Region pointing data =>

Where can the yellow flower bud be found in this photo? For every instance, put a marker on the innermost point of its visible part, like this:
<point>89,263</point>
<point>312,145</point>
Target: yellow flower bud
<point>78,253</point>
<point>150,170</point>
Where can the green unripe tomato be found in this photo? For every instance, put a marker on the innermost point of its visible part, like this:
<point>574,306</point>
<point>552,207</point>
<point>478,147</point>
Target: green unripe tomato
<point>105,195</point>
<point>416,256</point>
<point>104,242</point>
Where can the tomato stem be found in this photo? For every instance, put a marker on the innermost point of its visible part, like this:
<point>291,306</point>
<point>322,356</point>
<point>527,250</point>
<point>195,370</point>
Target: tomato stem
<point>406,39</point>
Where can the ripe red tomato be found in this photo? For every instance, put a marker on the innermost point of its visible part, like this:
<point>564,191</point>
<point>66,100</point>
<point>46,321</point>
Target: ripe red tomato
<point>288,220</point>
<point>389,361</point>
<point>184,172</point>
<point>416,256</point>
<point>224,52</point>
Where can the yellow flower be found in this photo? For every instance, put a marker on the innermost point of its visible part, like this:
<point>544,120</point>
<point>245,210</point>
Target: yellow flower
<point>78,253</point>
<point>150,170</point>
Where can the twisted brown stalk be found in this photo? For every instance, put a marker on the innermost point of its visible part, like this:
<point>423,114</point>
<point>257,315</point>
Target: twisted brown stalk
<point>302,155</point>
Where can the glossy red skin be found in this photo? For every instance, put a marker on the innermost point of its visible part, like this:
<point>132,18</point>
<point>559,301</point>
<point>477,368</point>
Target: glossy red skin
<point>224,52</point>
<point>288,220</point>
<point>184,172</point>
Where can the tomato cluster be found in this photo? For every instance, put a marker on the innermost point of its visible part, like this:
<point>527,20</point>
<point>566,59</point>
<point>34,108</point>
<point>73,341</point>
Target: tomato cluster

Assigned task => Nothing but the lines from the one containing "Where can the tomato cluster" through the end of the entries belongs in the answer; repeat them exactly.

Output of the exercise =>
Where can the tomato cluster be found in this photo? For every instance, put a marker on the innermost point of its visible part, like this:
<point>527,20</point>
<point>566,59</point>
<point>34,108</point>
<point>73,341</point>
Target: tomato cluster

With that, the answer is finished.